- _Problem to work on_: Format every line of the records as a JSON list of strings, one string per line, with blank lines dropped and the pictures left out.

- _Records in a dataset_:
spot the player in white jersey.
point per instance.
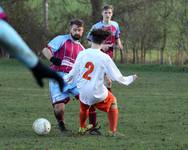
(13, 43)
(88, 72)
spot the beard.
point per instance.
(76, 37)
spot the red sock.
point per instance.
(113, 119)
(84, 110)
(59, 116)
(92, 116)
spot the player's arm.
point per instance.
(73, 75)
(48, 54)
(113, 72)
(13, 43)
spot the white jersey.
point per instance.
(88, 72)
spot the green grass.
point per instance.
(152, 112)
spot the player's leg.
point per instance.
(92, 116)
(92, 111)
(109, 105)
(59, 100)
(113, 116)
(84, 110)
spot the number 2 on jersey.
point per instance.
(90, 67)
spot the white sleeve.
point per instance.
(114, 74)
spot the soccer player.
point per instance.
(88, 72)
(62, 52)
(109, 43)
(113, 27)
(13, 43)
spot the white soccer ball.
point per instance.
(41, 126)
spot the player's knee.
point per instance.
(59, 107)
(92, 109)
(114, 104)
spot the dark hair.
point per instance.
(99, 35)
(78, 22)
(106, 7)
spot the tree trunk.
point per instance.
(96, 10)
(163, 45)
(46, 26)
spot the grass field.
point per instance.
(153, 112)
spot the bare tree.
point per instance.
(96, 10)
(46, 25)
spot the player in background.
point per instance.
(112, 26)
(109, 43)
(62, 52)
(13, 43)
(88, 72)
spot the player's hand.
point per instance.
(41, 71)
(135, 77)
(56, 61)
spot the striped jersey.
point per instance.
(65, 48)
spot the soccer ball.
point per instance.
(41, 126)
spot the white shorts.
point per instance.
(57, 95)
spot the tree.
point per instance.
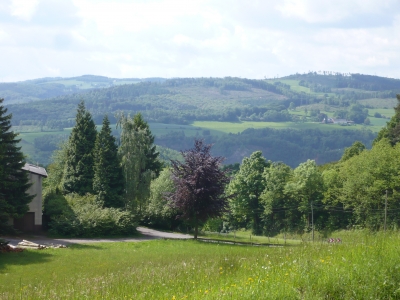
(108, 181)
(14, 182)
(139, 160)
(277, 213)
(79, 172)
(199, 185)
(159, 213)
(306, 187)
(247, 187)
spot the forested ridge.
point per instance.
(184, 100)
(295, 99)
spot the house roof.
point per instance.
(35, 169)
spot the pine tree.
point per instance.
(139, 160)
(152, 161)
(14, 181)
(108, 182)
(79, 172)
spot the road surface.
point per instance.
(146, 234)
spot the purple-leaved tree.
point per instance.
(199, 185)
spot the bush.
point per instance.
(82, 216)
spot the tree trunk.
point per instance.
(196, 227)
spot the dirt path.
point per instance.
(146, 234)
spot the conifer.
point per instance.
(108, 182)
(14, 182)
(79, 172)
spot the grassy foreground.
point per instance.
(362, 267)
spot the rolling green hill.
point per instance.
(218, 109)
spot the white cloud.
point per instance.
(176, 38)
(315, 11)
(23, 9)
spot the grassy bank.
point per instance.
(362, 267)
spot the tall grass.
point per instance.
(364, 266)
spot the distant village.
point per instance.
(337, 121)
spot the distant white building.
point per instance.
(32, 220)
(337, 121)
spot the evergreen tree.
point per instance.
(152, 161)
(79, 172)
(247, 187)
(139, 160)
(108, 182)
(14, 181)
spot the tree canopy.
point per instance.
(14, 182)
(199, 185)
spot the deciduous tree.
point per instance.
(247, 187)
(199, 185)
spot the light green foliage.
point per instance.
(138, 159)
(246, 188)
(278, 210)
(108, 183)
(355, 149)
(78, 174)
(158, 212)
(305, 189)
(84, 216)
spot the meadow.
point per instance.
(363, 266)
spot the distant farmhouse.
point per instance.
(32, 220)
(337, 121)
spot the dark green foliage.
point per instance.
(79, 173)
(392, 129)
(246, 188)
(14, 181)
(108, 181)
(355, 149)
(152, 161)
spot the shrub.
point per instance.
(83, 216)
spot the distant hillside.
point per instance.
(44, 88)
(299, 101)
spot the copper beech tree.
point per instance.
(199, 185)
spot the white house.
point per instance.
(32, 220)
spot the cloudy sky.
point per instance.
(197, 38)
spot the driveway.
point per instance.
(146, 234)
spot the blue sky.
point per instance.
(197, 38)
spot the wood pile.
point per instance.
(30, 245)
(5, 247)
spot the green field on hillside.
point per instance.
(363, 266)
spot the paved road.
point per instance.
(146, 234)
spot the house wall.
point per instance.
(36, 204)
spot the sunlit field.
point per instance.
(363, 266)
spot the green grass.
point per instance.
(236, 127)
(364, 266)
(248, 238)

- _Response to the exercise_:
[
  "spot the player in white jersey.",
  "point per instance.",
  "(13, 43)",
  "(88, 72)",
  "spot the beard.",
  "point per instance.",
  "(76, 37)",
  "spot the red sock.",
  "point per instance.",
  "(113, 119)",
  "(84, 110)",
  "(59, 116)",
  "(92, 116)",
  "spot the player's arm.",
  "point per instance.",
  "(73, 75)",
  "(48, 54)",
  "(113, 72)",
  "(13, 43)",
  "spot the white jersey.",
  "point per instance.",
  "(88, 72)",
  "spot the green grass.",
  "point per instance.",
  "(152, 112)",
  "spot the player's leg.",
  "point per instance.",
  "(92, 116)",
  "(92, 111)",
  "(109, 105)",
  "(59, 100)",
  "(113, 116)",
  "(84, 110)",
  "spot the number 2 on jersey.",
  "point per instance.",
  "(90, 67)",
  "spot the white sleeve.",
  "point per instance.",
  "(114, 74)",
  "spot the soccer player.",
  "point per instance.",
  "(88, 72)",
  "(62, 52)",
  "(109, 43)",
  "(113, 27)",
  "(13, 43)",
  "spot the white soccer ball.",
  "point per instance.",
  "(41, 126)",
  "spot the player's knee.",
  "point per instance.",
  "(59, 107)",
  "(92, 109)",
  "(114, 104)",
  "spot the dark hair.",
  "point per instance.",
  "(99, 35)",
  "(78, 22)",
  "(106, 7)",
  "spot the tree trunk.",
  "point per instance.",
  "(96, 10)",
  "(163, 45)",
  "(46, 26)",
  "spot the grass field.",
  "point per instance.",
  "(153, 112)",
  "spot the bare tree.",
  "point per instance.",
  "(96, 10)",
  "(46, 25)",
  "spot the player in background.",
  "point per instance.",
  "(112, 26)",
  "(109, 43)",
  "(62, 52)",
  "(13, 43)",
  "(88, 72)",
  "spot the player's hand.",
  "point per instance.",
  "(41, 71)",
  "(135, 77)",
  "(56, 61)",
  "spot the striped jersey.",
  "point per instance.",
  "(65, 48)",
  "spot the soccer ball.",
  "point per instance.",
  "(41, 126)",
  "spot the white shorts.",
  "point per instance.",
  "(57, 95)",
  "spot the tree.",
  "point per instance.",
  "(108, 181)",
  "(14, 182)",
  "(139, 160)",
  "(277, 213)",
  "(79, 172)",
  "(199, 185)",
  "(159, 213)",
  "(306, 187)",
  "(247, 187)",
  "spot the forested ridge.",
  "point per instance.",
  "(184, 100)",
  "(295, 99)",
  "spot the house roof.",
  "point per instance.",
  "(35, 169)",
  "spot the pine tree.",
  "point per instance.",
  "(139, 160)",
  "(152, 161)",
  "(14, 181)",
  "(108, 182)",
  "(79, 172)",
  "spot the road surface.",
  "point per instance.",
  "(146, 234)",
  "spot the purple-leaved tree.",
  "point per instance.",
  "(199, 185)",
  "spot the bush.",
  "point per instance.",
  "(82, 216)",
  "spot the tree trunk.",
  "point per instance.",
  "(196, 227)",
  "spot the dirt path.",
  "point per instance.",
  "(146, 234)",
  "spot the conifer.",
  "point per instance.",
  "(108, 182)",
  "(14, 182)",
  "(79, 172)",
  "spot the grassy foreground.",
  "point per instance.",
  "(362, 267)",
  "spot the rolling green hill.",
  "point per instance.",
  "(218, 109)",
  "spot the white cloud.",
  "point per instance.",
  "(176, 38)",
  "(315, 11)",
  "(23, 9)",
  "spot the grassy bank.",
  "point per instance.",
  "(362, 267)",
  "spot the tall grass.",
  "point per instance.",
  "(364, 266)",
  "spot the distant village.",
  "point per instance.",
  "(337, 121)",
  "spot the distant white building.",
  "point per instance.",
  "(32, 220)",
  "(337, 121)",
  "spot the evergreen tree.",
  "point per instance.",
  "(152, 161)",
  "(79, 172)",
  "(247, 187)",
  "(139, 160)",
  "(108, 182)",
  "(14, 181)",
  "spot the tree canopy.",
  "point per instance.",
  "(14, 182)",
  "(199, 185)",
  "spot the deciduous tree.",
  "point per instance.",
  "(247, 187)",
  "(199, 185)",
  "spot the light green foliage.",
  "point per instance.",
  "(138, 159)",
  "(246, 188)",
  "(278, 210)",
  "(108, 183)",
  "(355, 149)",
  "(78, 174)",
  "(158, 212)",
  "(305, 189)",
  "(84, 216)",
  "spot the meadow.",
  "point per instance.",
  "(363, 266)",
  "spot the distant farmhouse.",
  "point per instance.",
  "(32, 220)",
  "(337, 121)",
  "spot the dark green foliage.",
  "point per instance.",
  "(79, 173)",
  "(392, 129)",
  "(246, 188)",
  "(14, 181)",
  "(108, 181)",
  "(355, 149)",
  "(152, 161)",
  "spot the shrub.",
  "point per instance.",
  "(83, 216)",
  "spot the distant hillside.",
  "point per instance.",
  "(44, 88)",
  "(299, 101)",
  "spot the copper beech tree.",
  "point per instance.",
  "(199, 185)",
  "spot the white house.",
  "point per instance.",
  "(32, 220)",
  "spot the cloudy sky.",
  "point per instance.",
  "(197, 38)",
  "spot the driveway.",
  "point per instance.",
  "(146, 234)",
  "spot the blue sky.",
  "point per instance.",
  "(197, 38)",
  "spot the wood pile.",
  "point per instance.",
  "(30, 245)",
  "(5, 247)",
  "spot the green field on hillside.",
  "point per instance.",
  "(363, 266)",
  "spot the paved road.",
  "point per instance.",
  "(146, 234)",
  "spot the house wall.",
  "point per instance.",
  "(36, 204)",
  "spot the sunlit field.",
  "point per instance.",
  "(363, 266)",
  "spot the green grass.",
  "point per instance.",
  "(236, 127)",
  "(364, 266)",
  "(248, 238)"
]